All lines from the one containing "request: boxes for bowl of oranges" through the end of the material below are to be printed exactly, both ends included, minus pictures.

Dataset:
▶

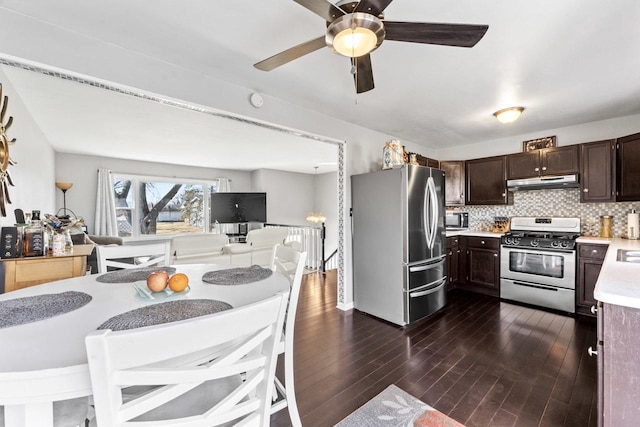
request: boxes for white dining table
[0,263,289,427]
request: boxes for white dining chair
[0,366,90,427]
[268,244,307,427]
[85,292,288,427]
[95,242,170,274]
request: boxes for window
[112,174,219,238]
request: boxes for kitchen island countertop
[445,230,504,238]
[590,237,640,309]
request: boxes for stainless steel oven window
[508,251,565,278]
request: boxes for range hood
[507,173,580,191]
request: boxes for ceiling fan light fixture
[326,13,385,58]
[493,106,525,124]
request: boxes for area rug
[335,385,465,427]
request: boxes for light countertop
[591,237,640,309]
[445,230,504,238]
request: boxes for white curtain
[94,168,119,237]
[215,178,234,235]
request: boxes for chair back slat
[95,242,171,274]
[86,292,288,427]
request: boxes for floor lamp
[55,181,73,218]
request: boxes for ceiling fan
[254,0,489,93]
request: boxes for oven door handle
[512,281,559,291]
[410,278,447,298]
[501,247,575,256]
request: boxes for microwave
[446,211,469,230]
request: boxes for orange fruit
[168,273,189,292]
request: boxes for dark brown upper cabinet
[466,156,509,205]
[580,139,616,203]
[441,161,465,206]
[506,145,579,180]
[616,132,640,201]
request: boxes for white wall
[250,169,314,227]
[437,113,640,160]
[0,67,55,227]
[316,172,338,255]
[55,152,253,234]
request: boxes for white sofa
[170,228,292,267]
[170,234,232,265]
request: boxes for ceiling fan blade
[352,54,374,94]
[254,36,326,71]
[292,0,345,22]
[384,22,489,47]
[354,0,394,16]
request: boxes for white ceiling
[1,0,640,172]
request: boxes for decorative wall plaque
[522,135,556,152]
[0,83,17,217]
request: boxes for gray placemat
[97,299,233,331]
[202,265,273,285]
[96,266,176,283]
[0,291,92,329]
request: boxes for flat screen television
[210,192,267,223]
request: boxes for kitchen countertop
[445,230,504,238]
[590,237,640,309]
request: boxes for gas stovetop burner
[501,216,582,251]
[501,231,580,250]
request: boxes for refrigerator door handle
[409,255,446,272]
[426,176,438,250]
[423,177,431,250]
[410,278,447,298]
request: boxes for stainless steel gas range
[500,217,581,313]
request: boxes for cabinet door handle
[592,249,599,254]
[588,346,598,357]
[542,166,547,171]
[591,305,598,315]
[481,240,485,245]
[583,188,589,193]
[449,251,453,256]
[534,167,540,172]
[501,193,506,197]
[494,253,498,257]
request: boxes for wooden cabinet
[577,243,607,316]
[0,244,93,293]
[459,236,500,297]
[441,161,465,206]
[580,140,616,203]
[616,132,640,201]
[597,302,640,426]
[465,156,509,205]
[506,145,579,180]
[446,236,460,289]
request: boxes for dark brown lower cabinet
[597,302,640,426]
[446,236,460,289]
[457,236,500,297]
[577,243,608,316]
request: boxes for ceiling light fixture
[493,106,525,124]
[326,13,385,58]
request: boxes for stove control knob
[551,241,559,248]
[560,241,569,248]
[531,239,539,247]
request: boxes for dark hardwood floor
[271,271,598,427]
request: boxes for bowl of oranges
[133,272,190,301]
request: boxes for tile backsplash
[456,189,638,237]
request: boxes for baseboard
[337,301,354,311]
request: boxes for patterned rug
[335,385,465,427]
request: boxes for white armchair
[246,228,290,266]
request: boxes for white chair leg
[284,352,302,427]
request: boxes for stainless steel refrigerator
[351,165,447,326]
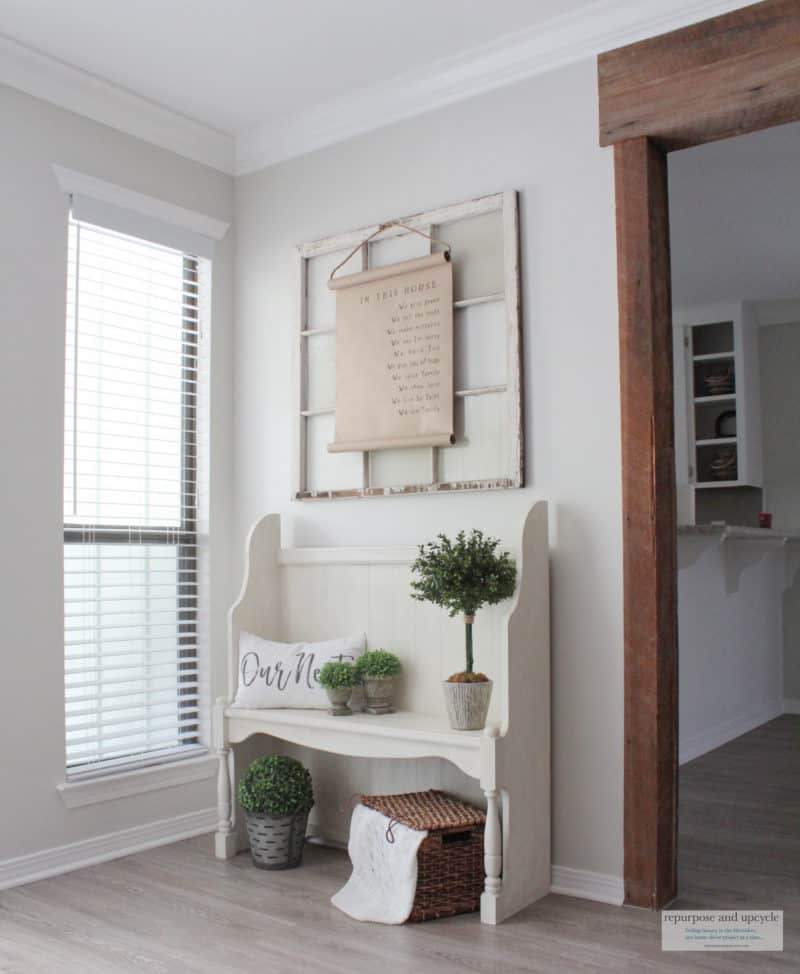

◀

Expected answer:
request: boxes for bowl of oranges
[133,272,190,301]
request: boxes for tile backsplash
[456,189,638,237]
request: boxes for baseboard
[337,301,354,311]
request: boxes for patterned rug
[335,385,465,427]
request: boxes for white armchair
[246,228,290,266]
request: boxes for white chair leg
[284,352,302,427]
request: boxes for stainless steel refrigerator
[351,165,447,326]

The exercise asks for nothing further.